#### [STATED EXERCISE]
Quote all of the entries below word for word, omitting the pictures.

#### [INFORMATION SHOWN]
========================

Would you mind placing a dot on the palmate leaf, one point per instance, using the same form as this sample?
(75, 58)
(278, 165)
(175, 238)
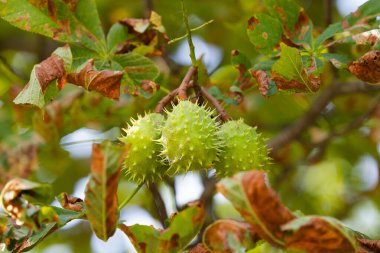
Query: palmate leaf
(183, 227)
(369, 9)
(65, 21)
(101, 190)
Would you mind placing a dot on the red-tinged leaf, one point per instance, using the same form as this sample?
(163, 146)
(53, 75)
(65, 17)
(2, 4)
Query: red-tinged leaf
(258, 204)
(106, 82)
(316, 234)
(182, 229)
(101, 190)
(149, 36)
(53, 68)
(199, 248)
(367, 68)
(69, 21)
(223, 235)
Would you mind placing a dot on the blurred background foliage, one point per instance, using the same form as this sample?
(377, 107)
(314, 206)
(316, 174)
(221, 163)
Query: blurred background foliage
(54, 146)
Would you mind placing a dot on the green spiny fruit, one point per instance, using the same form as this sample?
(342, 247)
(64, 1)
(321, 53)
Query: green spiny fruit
(244, 149)
(143, 163)
(189, 138)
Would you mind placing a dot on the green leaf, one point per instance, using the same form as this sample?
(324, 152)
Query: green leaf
(290, 65)
(144, 238)
(42, 75)
(369, 9)
(115, 36)
(101, 189)
(287, 11)
(328, 33)
(264, 32)
(182, 229)
(227, 235)
(64, 21)
(340, 61)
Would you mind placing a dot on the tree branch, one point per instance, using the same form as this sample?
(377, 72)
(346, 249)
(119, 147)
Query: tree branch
(223, 114)
(186, 83)
(293, 131)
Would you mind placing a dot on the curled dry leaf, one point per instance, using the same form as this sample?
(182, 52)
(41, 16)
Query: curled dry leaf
(217, 237)
(71, 203)
(20, 159)
(258, 204)
(262, 80)
(199, 248)
(368, 246)
(149, 86)
(101, 190)
(319, 234)
(367, 68)
(106, 82)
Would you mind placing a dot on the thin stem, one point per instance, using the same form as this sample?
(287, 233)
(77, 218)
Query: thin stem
(186, 83)
(189, 39)
(159, 203)
(126, 201)
(81, 142)
(223, 114)
(192, 29)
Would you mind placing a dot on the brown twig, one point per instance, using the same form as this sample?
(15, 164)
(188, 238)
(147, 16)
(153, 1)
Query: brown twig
(368, 246)
(322, 145)
(186, 83)
(223, 114)
(293, 131)
(159, 203)
(148, 7)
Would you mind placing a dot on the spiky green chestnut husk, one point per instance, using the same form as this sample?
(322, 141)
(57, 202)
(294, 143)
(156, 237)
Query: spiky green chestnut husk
(244, 149)
(143, 162)
(189, 138)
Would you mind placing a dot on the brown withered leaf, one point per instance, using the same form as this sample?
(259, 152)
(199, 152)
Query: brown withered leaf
(18, 160)
(106, 82)
(266, 205)
(258, 204)
(199, 248)
(262, 80)
(147, 32)
(217, 236)
(368, 246)
(367, 68)
(70, 202)
(149, 86)
(319, 234)
(101, 190)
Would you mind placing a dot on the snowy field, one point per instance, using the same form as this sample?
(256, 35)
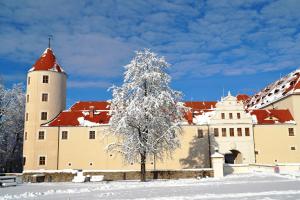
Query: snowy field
(242, 187)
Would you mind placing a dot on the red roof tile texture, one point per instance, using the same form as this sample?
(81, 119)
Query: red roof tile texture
(47, 61)
(272, 116)
(80, 109)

========================

#### [SOLUTION TO THE PROBLEM]
Would you mind placing a dot on the palmate leaf, one point per instance, using the same form as this sample?
(75, 58)
(278, 165)
(175, 238)
Query: palmate leaf
(183, 227)
(369, 9)
(65, 21)
(101, 190)
Would you mind placing a dot on the red-tinged leaf, one point per instance, using the same form as this sample?
(163, 146)
(53, 75)
(65, 17)
(2, 4)
Query: red-tinged leaf
(258, 204)
(106, 82)
(316, 234)
(182, 229)
(101, 190)
(149, 36)
(53, 68)
(199, 248)
(367, 68)
(69, 21)
(223, 235)
Would you mind placing a dot on the blurred background foliage, one point per instance, using the same form as this sample?
(377, 107)
(314, 206)
(316, 174)
(221, 163)
Query: blurred background foliage
(54, 146)
Would you mind placing a dot on the green spiny fruit, one point per instance, using the same form as this sample?
(342, 247)
(64, 1)
(321, 53)
Query: green spiny fruit
(244, 149)
(143, 163)
(189, 138)
Would you mind placing a dot on the green leaf, one point per instance, using the same form as this sample?
(324, 152)
Query: green leaf
(290, 65)
(144, 238)
(42, 75)
(369, 9)
(115, 36)
(101, 189)
(287, 11)
(328, 33)
(264, 32)
(182, 229)
(227, 235)
(64, 21)
(340, 61)
Would you mind placing a dot on the tree branch, one point per instance, using the same form as this sample?
(377, 72)
(346, 249)
(119, 147)
Query: tree branch
(223, 114)
(186, 83)
(293, 131)
Would you mind placing a dot on the curled dry leaf, one point per instance, using the same form as this sample?
(182, 52)
(41, 16)
Query: curled dry leaf
(217, 237)
(71, 203)
(20, 159)
(258, 204)
(262, 80)
(199, 248)
(368, 246)
(149, 86)
(101, 190)
(319, 234)
(367, 68)
(106, 82)
Would you mind placing a dot on the thin stem, one point per instance, using the same form as this sample?
(287, 233)
(77, 218)
Query: thin stem
(186, 83)
(189, 39)
(159, 203)
(126, 201)
(81, 142)
(223, 114)
(192, 29)
Would you mind placing a dot on the brown twig, one point per instance, using the same form as this sample?
(15, 164)
(188, 238)
(147, 16)
(153, 1)
Query: brown twig
(368, 246)
(322, 145)
(186, 83)
(223, 114)
(293, 131)
(159, 203)
(148, 7)
Would you mind placing a dot on the spiky green chestnut husk, one point per instance, using the same form as this sample?
(322, 141)
(57, 202)
(294, 143)
(156, 237)
Query: spiky green chestnut husk
(244, 149)
(143, 162)
(189, 138)
Would you mind placing a dot on the brown withered leaf, one point per instance, using the same form as this sample?
(259, 152)
(199, 152)
Query: brown withered leaf
(18, 160)
(106, 82)
(266, 205)
(258, 204)
(199, 248)
(262, 80)
(147, 32)
(217, 236)
(368, 246)
(367, 68)
(70, 202)
(149, 86)
(319, 234)
(101, 190)
Would you mind placing a dot on the snowy field, one point per instance, using the same form as this sample?
(256, 35)
Query: snowy field
(242, 187)
Would you mind placing a dot on the red roof tile texture, one point per instance, using the same form as this sample?
(81, 119)
Query: red roof tile texture
(47, 61)
(272, 116)
(80, 109)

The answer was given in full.